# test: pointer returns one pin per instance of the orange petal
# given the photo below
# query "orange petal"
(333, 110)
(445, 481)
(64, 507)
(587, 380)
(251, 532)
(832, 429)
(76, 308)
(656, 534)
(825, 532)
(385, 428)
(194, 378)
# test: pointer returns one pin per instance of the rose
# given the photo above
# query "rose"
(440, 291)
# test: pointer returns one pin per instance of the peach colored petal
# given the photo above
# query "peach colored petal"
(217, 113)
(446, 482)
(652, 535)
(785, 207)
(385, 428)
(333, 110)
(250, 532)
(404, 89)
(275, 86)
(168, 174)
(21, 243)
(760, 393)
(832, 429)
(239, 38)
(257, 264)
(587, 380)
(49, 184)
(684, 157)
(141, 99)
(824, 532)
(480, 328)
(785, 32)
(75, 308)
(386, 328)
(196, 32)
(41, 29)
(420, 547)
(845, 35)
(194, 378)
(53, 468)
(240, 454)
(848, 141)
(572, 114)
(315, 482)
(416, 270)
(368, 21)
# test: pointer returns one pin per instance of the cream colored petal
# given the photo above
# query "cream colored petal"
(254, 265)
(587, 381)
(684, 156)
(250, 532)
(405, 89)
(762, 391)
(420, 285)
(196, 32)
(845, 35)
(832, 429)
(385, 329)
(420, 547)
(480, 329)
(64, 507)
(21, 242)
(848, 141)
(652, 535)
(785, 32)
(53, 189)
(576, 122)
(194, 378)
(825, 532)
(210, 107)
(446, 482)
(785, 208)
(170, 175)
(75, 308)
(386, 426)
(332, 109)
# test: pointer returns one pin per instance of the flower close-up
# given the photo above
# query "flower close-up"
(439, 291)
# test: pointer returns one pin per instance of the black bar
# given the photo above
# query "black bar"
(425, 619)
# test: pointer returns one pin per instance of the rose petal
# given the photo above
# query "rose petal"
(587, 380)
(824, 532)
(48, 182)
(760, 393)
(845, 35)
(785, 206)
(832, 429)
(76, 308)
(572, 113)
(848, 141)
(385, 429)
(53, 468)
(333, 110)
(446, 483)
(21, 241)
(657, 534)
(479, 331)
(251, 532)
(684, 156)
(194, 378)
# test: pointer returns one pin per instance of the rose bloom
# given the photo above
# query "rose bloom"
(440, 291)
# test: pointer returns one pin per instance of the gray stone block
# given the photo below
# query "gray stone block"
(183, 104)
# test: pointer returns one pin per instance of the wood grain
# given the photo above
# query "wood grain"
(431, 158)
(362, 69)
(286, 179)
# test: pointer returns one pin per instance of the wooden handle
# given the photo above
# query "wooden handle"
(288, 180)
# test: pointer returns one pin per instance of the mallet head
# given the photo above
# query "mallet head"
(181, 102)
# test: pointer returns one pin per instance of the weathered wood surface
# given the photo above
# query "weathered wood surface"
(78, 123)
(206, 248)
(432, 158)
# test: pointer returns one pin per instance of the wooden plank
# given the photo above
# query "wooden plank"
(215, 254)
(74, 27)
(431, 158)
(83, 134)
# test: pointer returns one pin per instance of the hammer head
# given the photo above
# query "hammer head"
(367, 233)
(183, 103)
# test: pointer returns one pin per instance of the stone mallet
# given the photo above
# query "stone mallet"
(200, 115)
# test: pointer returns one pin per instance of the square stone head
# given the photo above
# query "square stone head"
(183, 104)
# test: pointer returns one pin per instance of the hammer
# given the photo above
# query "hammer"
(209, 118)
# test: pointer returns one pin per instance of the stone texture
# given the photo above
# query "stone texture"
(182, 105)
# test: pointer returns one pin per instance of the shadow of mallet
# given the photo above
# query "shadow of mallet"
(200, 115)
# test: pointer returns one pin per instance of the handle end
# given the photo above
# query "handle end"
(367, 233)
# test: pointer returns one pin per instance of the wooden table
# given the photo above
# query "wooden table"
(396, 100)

---

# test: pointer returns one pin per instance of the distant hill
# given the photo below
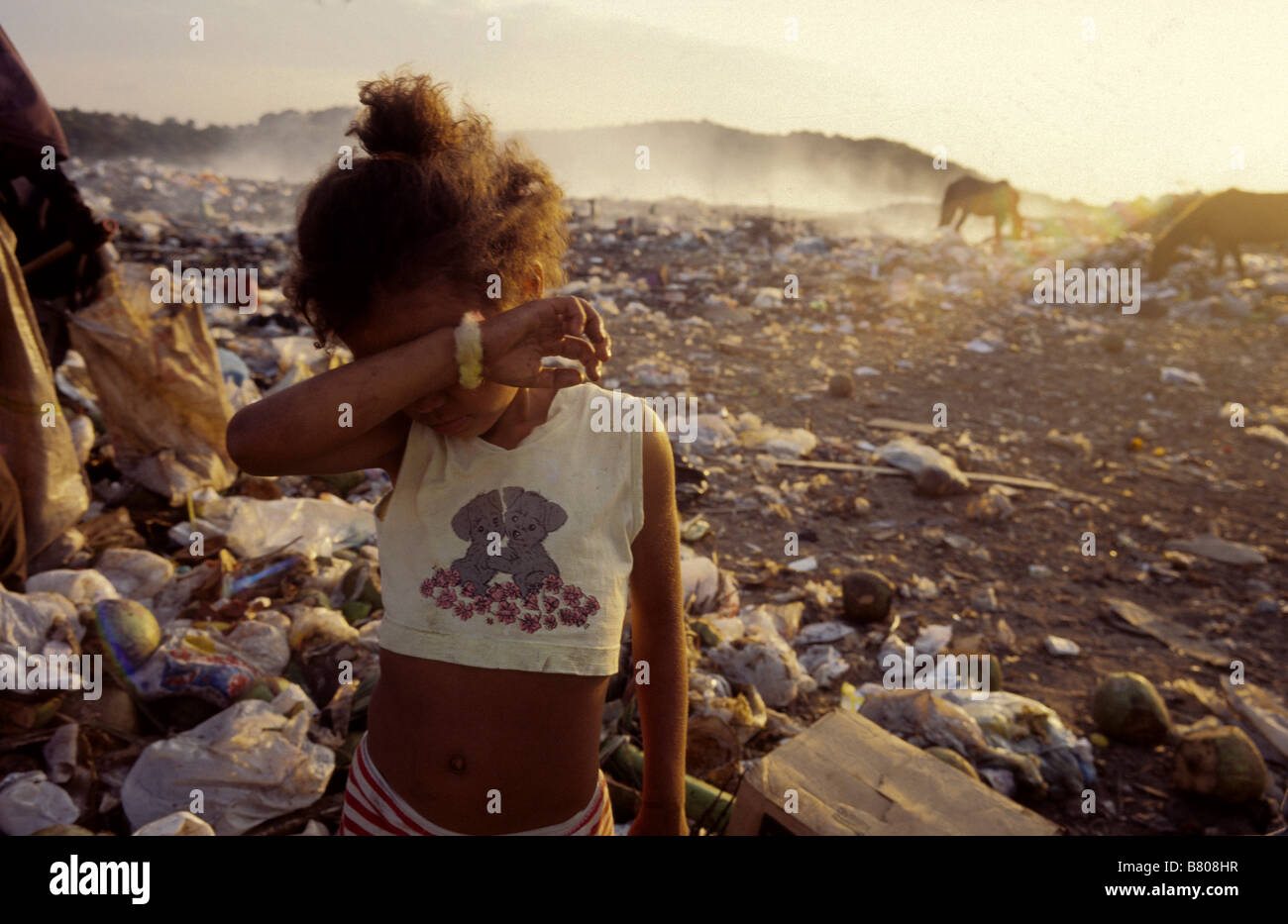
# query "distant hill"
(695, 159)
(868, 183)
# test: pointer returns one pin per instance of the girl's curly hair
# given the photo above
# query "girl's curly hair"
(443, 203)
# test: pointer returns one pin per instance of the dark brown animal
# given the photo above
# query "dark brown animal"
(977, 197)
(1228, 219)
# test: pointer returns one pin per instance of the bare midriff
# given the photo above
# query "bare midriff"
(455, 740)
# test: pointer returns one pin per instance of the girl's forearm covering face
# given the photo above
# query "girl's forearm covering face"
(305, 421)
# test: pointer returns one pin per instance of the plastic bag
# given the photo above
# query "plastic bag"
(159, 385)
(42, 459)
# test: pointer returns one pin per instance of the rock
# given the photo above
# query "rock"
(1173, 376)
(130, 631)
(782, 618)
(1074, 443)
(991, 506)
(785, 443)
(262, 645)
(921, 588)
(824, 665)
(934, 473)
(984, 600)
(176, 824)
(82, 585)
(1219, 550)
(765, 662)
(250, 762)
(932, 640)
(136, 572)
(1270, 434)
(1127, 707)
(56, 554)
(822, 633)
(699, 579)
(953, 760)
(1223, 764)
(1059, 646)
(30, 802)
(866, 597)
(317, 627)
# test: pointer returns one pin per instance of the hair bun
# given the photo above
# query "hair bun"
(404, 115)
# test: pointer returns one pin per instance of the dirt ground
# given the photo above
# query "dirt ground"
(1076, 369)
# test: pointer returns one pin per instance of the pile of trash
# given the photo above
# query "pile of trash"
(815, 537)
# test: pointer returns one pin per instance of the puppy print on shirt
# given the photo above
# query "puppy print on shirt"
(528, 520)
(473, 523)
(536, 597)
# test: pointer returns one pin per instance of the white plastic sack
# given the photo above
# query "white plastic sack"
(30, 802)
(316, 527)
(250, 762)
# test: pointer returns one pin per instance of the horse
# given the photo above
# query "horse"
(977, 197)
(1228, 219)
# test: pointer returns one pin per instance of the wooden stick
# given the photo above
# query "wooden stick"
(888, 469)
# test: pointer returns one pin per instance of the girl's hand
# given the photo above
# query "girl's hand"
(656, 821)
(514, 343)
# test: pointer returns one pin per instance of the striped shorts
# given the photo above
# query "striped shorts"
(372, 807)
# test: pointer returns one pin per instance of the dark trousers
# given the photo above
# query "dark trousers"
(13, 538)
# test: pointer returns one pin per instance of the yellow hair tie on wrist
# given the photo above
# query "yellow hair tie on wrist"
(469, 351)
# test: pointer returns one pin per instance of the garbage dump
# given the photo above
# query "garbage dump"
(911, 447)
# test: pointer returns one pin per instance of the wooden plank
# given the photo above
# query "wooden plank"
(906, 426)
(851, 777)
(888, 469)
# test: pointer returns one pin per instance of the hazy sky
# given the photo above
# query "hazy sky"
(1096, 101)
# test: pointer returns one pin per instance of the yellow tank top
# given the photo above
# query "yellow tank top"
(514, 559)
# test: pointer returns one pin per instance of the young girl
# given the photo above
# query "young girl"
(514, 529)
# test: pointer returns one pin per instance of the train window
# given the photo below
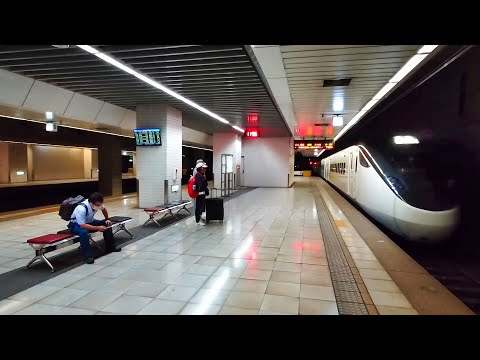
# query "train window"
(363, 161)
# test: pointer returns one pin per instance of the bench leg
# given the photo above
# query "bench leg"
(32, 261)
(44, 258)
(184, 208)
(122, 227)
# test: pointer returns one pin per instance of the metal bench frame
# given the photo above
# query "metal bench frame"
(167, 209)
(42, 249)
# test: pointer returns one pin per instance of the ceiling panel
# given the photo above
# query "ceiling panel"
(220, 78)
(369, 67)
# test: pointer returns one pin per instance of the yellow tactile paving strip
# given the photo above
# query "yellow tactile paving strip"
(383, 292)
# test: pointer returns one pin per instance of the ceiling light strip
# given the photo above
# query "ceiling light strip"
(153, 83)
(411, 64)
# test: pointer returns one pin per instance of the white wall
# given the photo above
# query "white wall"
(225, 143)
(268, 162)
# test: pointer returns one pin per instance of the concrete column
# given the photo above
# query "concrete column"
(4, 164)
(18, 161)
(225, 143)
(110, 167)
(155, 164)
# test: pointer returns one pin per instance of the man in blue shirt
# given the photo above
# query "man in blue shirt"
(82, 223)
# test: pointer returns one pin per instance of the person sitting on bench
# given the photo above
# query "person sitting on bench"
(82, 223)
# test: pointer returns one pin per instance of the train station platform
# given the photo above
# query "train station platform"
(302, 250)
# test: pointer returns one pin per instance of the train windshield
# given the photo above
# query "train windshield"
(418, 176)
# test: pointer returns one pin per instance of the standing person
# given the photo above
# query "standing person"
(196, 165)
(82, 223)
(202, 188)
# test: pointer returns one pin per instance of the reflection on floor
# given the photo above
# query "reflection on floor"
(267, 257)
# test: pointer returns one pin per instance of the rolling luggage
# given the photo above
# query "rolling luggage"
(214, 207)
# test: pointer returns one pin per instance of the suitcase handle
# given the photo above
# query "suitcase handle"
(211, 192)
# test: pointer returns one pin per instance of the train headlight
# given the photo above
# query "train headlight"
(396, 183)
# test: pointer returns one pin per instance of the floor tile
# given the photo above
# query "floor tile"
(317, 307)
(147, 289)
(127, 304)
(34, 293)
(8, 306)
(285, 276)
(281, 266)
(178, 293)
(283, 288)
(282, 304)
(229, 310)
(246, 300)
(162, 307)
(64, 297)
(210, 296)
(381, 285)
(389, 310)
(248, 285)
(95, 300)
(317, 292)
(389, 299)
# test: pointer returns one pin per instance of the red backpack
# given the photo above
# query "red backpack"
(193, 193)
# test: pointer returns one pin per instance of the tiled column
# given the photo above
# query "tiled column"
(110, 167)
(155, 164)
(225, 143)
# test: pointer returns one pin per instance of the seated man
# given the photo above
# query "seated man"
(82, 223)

---

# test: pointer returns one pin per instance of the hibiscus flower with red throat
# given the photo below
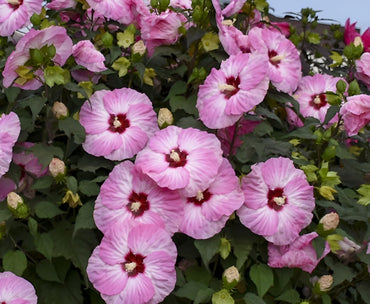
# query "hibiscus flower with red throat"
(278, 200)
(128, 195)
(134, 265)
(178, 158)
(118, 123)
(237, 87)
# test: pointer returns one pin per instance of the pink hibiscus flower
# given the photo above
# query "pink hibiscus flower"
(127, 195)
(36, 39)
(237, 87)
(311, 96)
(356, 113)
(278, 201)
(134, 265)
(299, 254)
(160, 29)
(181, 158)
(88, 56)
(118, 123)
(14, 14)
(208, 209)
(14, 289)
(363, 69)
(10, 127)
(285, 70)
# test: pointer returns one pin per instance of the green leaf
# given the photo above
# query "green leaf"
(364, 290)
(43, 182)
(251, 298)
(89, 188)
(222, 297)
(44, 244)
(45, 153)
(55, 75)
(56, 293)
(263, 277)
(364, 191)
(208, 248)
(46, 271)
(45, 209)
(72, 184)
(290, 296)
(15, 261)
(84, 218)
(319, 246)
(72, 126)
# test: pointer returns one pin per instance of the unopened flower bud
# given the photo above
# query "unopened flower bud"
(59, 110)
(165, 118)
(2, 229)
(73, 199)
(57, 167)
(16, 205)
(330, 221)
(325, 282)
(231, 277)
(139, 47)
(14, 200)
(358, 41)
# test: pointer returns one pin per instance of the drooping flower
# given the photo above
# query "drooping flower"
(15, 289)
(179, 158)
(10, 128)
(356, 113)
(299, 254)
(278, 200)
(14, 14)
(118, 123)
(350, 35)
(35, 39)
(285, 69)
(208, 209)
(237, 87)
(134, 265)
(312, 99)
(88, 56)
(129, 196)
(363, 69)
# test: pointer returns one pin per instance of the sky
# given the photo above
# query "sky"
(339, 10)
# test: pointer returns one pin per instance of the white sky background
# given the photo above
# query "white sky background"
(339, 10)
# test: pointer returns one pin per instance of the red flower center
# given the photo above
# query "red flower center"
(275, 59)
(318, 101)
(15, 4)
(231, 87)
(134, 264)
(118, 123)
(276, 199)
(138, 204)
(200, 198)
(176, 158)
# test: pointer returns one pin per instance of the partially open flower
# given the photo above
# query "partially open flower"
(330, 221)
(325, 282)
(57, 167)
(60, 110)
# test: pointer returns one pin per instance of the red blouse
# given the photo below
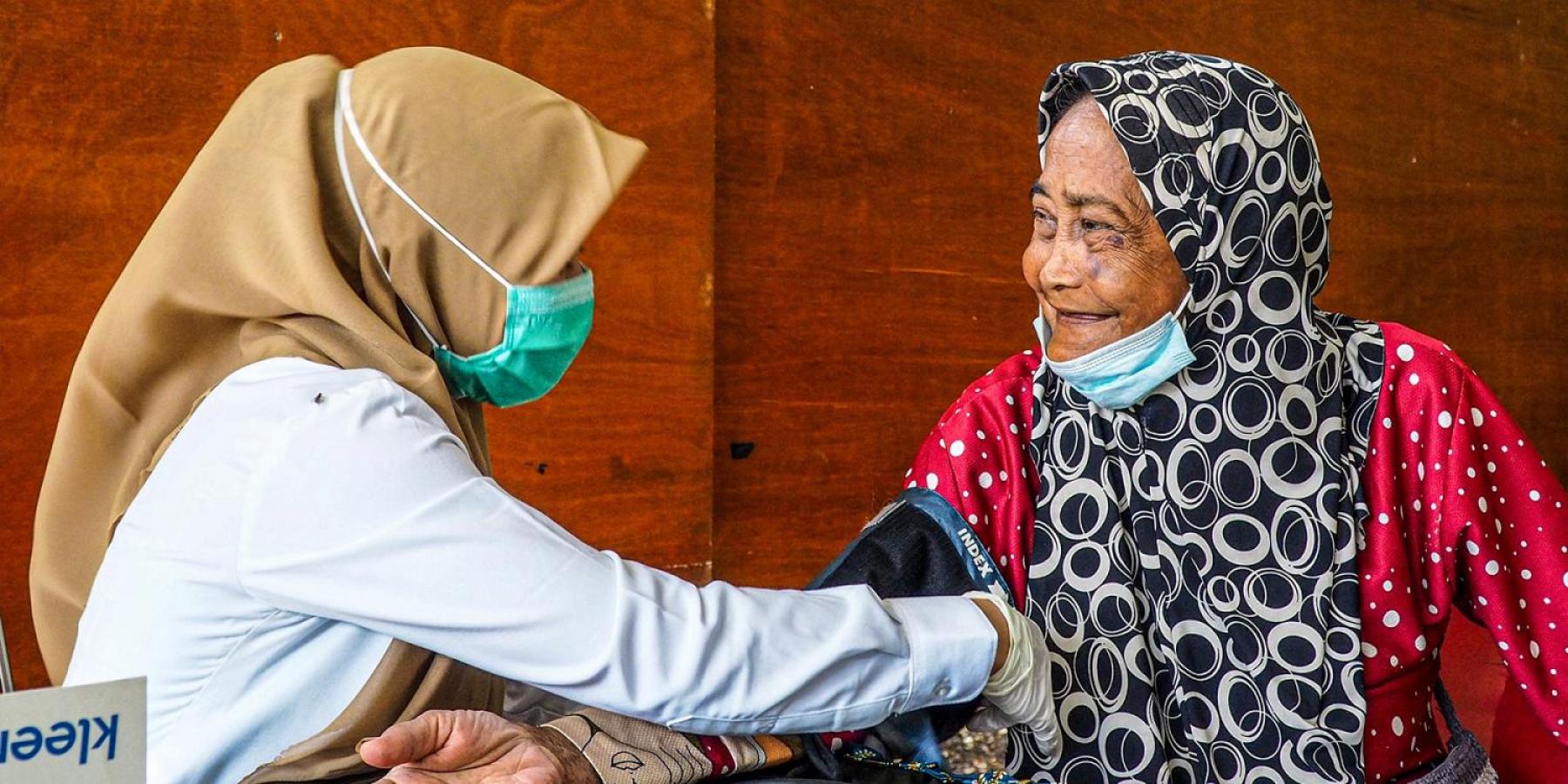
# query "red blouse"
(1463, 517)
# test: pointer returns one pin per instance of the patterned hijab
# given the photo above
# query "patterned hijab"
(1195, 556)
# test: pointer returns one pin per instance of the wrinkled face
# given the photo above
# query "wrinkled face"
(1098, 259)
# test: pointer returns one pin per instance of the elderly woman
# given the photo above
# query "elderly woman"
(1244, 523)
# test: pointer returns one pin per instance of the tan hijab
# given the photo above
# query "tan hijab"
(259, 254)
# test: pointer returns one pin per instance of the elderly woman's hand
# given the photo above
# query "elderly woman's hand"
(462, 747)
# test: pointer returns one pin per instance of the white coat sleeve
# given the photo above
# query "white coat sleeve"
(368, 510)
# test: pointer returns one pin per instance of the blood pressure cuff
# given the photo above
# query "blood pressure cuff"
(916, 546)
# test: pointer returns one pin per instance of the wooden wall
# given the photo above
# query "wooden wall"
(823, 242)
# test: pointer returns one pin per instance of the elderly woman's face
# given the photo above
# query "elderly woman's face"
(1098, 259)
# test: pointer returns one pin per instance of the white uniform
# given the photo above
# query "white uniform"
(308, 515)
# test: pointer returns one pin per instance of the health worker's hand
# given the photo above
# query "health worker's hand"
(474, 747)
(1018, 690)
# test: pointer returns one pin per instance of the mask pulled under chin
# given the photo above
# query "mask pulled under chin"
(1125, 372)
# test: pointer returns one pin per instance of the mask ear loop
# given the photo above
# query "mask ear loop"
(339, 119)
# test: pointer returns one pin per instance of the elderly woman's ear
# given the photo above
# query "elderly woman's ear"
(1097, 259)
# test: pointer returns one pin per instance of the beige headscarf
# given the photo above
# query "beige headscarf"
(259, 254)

[Task objective] Gather every line above that contains the string "standing". Case counts, so match capitals and lowercase letters precisely.

[Solved exercise]
# test: pointer returns one pin per instance of the standing person
# query "standing person"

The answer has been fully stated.